[EXTRACT PROVIDED]
A health-conscious market
Current research shows that there is about $4.6 billion in revenue to be made in the health and wellness sector. Research also demonstrates that products in this sector have a good chance at success, as long as they educate consumers on the benefits of their products.

Claims involving protein, calcium and vitamins should be large and placed on the principle display panel of all branded dairy packaging. Times have changed, and these claims are no longer secondary and non-essential. They are now often the primary factor that causes a consumer to choose your brand over your competitor’s. There are plenty of resources available to dairies to provide marketable information about the health benefits of dairy products, these resources simply need to be tapped into. The dairy associations of today are more high-tech than ever and can give dairies the innovative edge required at the point of sale to increase sales to where they were a few decades ago.
[/EXTRACT PROVIDED]
[DATASET ENTRIES]
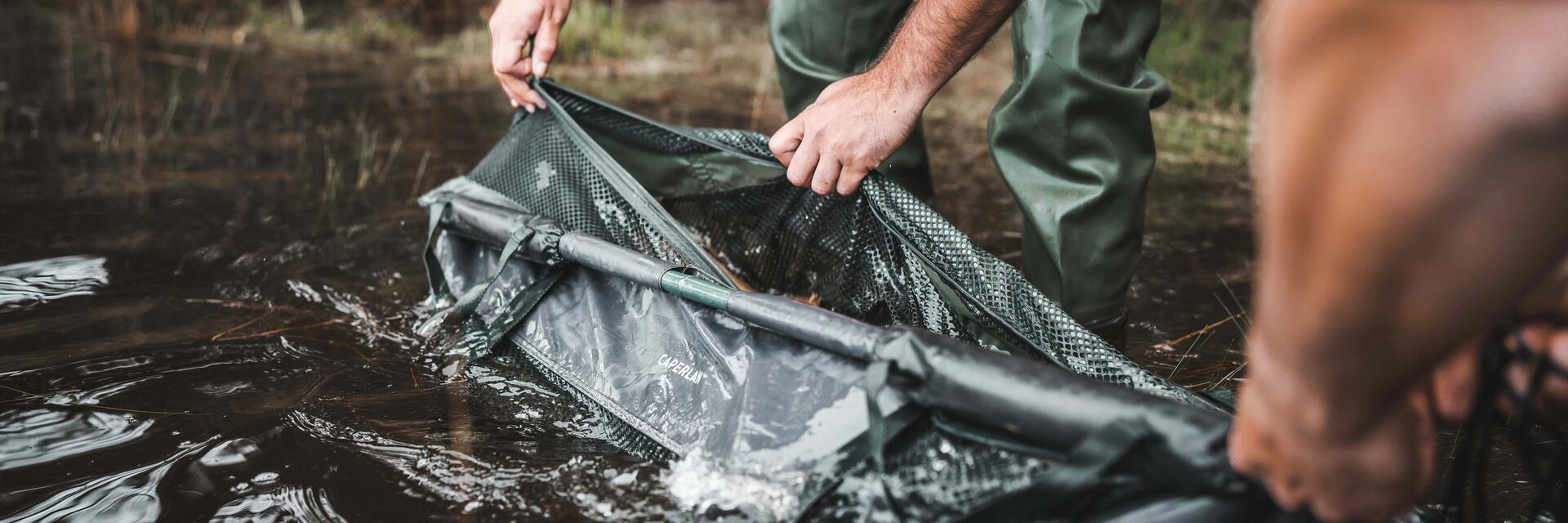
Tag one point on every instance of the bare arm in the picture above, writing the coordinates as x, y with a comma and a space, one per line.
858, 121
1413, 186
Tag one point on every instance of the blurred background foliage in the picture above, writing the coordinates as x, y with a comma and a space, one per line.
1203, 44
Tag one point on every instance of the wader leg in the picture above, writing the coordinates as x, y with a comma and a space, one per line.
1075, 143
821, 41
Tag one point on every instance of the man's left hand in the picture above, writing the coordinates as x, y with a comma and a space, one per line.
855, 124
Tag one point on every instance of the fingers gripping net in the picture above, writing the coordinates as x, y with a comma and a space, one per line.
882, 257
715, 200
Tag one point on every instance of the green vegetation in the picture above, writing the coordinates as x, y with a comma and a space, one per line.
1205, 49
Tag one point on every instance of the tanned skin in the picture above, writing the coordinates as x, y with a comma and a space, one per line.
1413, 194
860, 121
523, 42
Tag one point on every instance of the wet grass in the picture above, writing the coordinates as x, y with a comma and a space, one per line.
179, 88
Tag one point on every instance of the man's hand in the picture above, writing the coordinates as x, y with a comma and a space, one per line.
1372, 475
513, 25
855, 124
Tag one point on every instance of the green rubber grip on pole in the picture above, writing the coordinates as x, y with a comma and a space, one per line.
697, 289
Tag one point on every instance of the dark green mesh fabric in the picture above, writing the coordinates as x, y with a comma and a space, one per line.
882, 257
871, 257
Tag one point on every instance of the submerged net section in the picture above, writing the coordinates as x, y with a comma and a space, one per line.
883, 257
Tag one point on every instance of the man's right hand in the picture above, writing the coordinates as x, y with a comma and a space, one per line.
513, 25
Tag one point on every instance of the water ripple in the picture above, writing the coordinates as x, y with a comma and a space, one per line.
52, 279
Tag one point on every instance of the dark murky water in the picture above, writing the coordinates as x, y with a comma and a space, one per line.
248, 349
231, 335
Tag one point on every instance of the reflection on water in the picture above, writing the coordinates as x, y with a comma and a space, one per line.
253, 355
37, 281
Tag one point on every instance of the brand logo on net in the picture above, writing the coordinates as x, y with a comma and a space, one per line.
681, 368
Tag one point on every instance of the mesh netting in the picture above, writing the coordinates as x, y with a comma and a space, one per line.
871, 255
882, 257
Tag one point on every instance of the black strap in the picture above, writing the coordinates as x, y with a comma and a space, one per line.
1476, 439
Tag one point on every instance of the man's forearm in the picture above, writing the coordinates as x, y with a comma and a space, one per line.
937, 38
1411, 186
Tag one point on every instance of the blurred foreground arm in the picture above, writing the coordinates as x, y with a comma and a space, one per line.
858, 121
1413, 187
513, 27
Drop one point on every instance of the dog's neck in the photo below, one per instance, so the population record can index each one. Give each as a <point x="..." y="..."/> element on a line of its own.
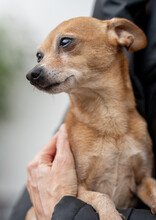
[/DATASET ENTRIES]
_LIST OF TASKS_
- 1) In one to three sentences, explain why the dairy packaging extract says claims about protein, calcium and vitamins should be large and placed prominently on branded dairy packaging.
- 2) Extend the dairy packaging extract, picking up after its last sentence.

_SOLVED PROBLEMS_
- 1) The extract says these claims are no longer secondary and non-essential. They are now often the main reason a shopper chooses one brand over a competitor's.

- 2)
Research and innovation are key
Package design is often thought to be a task solely for designers and artists, but in reality, the direction of packaging design is a process in which all of the most important members of an organization must be involved. After all, packaging is the brand’s single strongest connection to the consumer; the endpoint of a dairy’s marketing strategy. The dairy industry has a fairly poor track record of being attentive to market research or consumer comments regarding the design of their packaging. Considering how vital effective packaging is, dairies need to focus more on exploring trends in the marketplace and examining consumer behavior to develop the most powerful dairy packaging possible.

Wencel Design looks into the dairy market from the outside to determine what consumers are truly looking for and which packaging strategy will directly translate into improved sales. There is a highly rational, scientific approach behind the graphic design and execution of the best product packaging, and not all dairies possess the internal knowledge to employ this approach. Branding is closely tied to reputation, and in the dairy industry, reputation is everything. Your packaging should reflect that viewpoint. Don’t be afraid to seek outside help when your dairy decides to redesign. The experience and knowledge of career dairy package designers is essential to the production of valuable packaging and crucial to protecting your brand’s reputation.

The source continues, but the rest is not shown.